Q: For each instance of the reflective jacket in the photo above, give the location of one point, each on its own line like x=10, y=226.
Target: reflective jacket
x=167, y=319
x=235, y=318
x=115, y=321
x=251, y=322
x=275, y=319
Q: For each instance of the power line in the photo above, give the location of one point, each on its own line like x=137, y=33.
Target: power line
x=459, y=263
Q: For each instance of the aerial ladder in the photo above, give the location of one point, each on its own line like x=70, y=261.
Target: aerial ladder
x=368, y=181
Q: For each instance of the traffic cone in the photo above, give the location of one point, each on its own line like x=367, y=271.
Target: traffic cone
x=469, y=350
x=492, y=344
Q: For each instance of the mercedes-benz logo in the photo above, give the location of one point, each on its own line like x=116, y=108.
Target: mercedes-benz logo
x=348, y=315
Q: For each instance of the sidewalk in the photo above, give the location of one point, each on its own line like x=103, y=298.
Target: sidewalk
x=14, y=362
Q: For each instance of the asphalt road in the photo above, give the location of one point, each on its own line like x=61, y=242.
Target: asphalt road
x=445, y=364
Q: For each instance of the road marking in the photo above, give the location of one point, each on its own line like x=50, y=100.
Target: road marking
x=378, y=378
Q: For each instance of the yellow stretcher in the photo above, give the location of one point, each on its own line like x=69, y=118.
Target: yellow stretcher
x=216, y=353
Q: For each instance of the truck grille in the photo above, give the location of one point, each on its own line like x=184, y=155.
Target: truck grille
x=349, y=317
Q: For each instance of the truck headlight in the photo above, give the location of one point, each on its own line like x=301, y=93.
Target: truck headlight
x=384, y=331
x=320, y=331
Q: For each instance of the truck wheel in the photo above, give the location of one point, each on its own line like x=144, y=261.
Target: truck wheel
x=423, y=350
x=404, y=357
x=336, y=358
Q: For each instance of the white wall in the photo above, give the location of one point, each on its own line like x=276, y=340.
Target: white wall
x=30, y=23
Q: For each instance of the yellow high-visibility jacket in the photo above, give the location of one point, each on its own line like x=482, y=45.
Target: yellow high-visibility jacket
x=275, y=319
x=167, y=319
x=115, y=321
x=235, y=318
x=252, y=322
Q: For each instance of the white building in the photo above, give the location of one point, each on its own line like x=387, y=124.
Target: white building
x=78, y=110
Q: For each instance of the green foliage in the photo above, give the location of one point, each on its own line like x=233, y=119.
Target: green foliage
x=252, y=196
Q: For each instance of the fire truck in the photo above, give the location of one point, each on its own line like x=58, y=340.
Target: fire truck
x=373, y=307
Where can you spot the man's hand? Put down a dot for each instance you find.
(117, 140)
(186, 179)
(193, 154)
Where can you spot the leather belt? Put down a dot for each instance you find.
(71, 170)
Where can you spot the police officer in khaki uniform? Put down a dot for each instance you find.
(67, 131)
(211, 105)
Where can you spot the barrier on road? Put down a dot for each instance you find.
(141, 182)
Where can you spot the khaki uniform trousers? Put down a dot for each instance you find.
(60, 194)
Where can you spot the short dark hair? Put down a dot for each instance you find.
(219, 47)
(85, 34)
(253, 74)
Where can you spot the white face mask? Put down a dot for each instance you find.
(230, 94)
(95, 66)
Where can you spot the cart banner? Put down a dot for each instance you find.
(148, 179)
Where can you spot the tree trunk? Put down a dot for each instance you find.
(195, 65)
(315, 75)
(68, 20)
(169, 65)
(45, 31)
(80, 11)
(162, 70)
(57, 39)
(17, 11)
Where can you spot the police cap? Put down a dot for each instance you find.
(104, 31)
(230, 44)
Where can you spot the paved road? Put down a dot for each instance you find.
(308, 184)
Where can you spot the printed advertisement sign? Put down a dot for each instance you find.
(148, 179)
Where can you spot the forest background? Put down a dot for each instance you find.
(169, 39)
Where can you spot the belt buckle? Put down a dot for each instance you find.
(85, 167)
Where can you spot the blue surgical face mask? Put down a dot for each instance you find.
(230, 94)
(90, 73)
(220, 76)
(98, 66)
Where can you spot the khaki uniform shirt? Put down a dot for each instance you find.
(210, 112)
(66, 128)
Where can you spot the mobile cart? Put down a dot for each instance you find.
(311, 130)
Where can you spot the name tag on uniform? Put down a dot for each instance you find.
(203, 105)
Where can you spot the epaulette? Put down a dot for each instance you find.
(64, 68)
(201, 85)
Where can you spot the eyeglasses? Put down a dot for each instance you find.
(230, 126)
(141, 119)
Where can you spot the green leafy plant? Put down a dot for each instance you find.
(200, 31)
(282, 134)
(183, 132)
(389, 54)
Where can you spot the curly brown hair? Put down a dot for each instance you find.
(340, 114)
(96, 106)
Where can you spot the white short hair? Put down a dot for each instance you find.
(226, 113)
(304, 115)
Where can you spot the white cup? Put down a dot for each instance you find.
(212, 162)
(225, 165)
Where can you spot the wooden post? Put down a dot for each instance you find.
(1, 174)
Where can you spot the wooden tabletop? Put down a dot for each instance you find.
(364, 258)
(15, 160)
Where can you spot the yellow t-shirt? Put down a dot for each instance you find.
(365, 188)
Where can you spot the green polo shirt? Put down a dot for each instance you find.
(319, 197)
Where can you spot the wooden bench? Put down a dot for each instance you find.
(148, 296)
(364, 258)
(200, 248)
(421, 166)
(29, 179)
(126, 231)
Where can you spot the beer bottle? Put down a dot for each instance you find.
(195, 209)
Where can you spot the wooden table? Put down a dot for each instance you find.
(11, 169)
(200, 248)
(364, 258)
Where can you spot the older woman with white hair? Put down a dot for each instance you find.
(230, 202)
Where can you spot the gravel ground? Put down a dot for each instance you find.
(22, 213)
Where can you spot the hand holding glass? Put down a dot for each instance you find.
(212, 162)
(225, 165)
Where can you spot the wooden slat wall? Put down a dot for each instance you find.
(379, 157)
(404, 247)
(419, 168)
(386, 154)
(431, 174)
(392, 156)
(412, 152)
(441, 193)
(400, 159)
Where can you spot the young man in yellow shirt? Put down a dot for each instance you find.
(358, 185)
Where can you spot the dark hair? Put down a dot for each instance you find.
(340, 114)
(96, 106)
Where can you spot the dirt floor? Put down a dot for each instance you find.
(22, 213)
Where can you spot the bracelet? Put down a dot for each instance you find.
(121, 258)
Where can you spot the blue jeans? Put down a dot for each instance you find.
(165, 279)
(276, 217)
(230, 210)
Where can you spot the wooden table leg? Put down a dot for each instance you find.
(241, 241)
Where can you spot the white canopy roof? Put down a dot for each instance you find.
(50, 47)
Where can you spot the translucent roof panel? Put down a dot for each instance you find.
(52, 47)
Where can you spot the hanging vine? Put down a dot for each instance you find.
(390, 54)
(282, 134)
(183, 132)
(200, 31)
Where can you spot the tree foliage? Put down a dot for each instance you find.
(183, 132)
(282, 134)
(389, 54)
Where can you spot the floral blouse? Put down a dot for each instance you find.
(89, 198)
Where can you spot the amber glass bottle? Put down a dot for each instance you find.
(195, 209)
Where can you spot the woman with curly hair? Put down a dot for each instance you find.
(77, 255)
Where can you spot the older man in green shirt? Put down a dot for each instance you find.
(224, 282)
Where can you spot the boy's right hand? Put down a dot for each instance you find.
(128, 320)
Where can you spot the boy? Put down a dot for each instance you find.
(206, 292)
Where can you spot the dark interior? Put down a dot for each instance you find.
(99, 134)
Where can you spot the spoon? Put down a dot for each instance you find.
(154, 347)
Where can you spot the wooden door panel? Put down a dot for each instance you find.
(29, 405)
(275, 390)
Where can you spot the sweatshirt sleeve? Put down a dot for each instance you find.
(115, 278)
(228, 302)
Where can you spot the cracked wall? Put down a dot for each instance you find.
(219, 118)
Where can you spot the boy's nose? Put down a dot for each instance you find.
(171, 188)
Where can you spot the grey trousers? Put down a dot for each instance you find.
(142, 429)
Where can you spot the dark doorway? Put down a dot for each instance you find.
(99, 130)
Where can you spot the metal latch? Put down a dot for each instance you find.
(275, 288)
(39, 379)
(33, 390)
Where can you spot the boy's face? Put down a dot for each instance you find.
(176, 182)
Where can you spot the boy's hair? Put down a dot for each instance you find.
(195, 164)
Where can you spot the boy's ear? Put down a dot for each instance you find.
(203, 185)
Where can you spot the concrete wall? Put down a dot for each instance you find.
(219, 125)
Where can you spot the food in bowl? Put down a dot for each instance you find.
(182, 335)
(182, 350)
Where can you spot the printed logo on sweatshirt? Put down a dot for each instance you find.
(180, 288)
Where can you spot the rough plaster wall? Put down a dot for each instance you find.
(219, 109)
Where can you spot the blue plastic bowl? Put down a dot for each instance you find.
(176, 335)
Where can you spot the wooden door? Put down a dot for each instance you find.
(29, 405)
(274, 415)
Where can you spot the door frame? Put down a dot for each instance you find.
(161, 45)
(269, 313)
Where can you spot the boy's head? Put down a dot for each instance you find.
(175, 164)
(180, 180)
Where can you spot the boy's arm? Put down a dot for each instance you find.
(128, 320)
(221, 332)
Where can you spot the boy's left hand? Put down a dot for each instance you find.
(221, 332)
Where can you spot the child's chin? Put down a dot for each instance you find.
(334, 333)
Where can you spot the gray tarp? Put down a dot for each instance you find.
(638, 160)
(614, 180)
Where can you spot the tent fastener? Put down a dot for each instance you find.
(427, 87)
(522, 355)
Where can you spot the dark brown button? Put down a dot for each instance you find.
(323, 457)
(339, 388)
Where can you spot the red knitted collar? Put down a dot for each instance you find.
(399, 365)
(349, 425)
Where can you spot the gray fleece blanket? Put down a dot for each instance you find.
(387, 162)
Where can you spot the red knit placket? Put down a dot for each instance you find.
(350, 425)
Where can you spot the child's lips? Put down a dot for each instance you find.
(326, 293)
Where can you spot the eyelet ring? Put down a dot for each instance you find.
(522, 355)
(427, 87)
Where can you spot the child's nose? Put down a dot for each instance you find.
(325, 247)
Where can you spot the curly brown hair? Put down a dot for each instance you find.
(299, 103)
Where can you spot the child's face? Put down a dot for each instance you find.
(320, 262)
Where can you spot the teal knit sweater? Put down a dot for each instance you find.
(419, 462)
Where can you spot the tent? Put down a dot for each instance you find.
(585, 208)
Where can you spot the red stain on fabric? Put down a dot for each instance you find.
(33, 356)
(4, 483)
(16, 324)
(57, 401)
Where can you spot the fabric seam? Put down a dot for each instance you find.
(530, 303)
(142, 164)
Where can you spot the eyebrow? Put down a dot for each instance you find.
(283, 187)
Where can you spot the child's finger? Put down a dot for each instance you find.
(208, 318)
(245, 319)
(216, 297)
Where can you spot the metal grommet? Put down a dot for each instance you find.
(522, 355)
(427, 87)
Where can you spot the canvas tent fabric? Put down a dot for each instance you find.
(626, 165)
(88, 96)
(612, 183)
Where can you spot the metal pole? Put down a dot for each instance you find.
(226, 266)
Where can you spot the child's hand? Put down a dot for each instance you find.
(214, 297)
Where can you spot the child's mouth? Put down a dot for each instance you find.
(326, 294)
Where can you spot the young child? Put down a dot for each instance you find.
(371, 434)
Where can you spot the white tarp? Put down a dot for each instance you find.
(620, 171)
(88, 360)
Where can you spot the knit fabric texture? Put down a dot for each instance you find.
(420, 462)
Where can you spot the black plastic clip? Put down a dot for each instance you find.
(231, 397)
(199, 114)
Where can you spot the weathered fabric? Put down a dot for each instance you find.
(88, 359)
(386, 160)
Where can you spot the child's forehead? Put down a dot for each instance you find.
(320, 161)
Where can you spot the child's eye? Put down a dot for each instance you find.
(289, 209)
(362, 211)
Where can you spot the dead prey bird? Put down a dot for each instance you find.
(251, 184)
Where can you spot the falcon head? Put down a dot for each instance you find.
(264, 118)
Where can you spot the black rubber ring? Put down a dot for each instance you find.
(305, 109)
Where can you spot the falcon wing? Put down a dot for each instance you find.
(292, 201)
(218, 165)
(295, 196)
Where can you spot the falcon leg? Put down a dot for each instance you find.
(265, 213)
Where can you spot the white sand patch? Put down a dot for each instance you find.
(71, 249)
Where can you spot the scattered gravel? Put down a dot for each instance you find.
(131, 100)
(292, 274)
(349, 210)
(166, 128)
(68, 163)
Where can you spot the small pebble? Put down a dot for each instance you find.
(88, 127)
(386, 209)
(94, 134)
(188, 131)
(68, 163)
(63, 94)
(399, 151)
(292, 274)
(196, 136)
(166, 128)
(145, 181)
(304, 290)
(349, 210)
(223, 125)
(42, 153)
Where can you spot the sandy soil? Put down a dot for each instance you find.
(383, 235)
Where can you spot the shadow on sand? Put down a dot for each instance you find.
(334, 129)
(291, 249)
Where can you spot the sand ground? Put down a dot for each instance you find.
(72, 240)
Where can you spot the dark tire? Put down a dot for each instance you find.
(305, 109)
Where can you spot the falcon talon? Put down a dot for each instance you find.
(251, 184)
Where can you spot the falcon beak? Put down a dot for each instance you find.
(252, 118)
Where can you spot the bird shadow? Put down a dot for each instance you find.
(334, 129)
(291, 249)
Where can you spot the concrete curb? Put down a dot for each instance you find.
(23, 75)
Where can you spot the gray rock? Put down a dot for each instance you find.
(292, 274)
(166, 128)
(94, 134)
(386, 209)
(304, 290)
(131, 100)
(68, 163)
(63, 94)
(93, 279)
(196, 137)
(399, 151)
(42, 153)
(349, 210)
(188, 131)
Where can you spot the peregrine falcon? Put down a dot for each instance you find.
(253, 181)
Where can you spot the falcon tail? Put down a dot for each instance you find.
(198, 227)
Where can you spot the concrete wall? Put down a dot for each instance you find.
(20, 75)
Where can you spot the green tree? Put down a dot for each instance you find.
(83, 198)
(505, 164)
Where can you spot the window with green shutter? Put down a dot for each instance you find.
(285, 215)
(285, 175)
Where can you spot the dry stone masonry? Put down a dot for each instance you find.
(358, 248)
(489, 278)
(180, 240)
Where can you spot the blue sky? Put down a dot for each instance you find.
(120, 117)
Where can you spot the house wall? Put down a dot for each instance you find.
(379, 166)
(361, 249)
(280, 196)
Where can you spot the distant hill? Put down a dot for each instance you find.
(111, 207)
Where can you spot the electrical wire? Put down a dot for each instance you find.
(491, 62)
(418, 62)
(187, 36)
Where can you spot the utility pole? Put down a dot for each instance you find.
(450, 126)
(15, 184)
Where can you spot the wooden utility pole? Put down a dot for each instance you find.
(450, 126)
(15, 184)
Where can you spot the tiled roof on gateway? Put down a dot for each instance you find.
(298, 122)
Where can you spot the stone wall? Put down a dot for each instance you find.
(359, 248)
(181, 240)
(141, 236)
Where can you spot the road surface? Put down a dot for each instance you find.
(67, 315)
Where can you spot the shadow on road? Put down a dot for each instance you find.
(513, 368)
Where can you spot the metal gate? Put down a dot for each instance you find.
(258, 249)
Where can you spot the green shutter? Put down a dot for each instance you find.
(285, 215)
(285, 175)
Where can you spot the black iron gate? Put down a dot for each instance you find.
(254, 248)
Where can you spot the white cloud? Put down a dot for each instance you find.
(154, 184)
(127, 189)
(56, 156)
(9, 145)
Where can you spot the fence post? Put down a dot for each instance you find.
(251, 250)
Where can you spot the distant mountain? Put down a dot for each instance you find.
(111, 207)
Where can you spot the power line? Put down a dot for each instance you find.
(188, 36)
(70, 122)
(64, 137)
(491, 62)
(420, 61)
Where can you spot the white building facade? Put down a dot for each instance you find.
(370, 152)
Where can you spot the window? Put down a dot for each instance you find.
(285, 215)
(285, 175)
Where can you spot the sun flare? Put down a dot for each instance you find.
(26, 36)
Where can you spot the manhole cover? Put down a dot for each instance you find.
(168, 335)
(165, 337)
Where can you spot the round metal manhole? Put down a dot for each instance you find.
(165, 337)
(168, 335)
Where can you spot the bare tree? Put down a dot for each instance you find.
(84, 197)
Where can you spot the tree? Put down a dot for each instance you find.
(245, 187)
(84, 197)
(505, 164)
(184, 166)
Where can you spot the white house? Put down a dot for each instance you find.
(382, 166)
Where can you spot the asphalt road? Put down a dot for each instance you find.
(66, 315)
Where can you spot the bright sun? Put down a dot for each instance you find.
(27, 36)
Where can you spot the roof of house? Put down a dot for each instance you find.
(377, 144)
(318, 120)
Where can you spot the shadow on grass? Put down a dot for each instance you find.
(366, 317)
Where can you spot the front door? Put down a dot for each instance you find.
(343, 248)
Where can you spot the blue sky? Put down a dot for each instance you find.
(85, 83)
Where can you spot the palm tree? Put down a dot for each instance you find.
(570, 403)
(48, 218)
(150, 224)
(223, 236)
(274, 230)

_ _ _ _ _ _ _

» Set exercise: Reproduce the listing above exactly from the line containing "Where can you spot the bright" through its last line, with both of those lines included.

» Right answer:
Where can you spot the bright sun? Put down a dot for each instance you find.
(27, 36)
Where can you spot the roof of house? Put down a dot for each instance you find.
(377, 144)
(318, 120)
Where can you spot the shadow on grass? Put down a dot for each instance you find.
(366, 317)
Where can you spot the front door? Put down a dot for each instance you find.
(343, 248)
Where can you spot the blue sky? Put down a dot for each instance you find.
(85, 83)
Where can you spot the palm tree? Put down a dot for each instance you find.
(570, 403)
(48, 218)
(150, 224)
(223, 236)
(274, 230)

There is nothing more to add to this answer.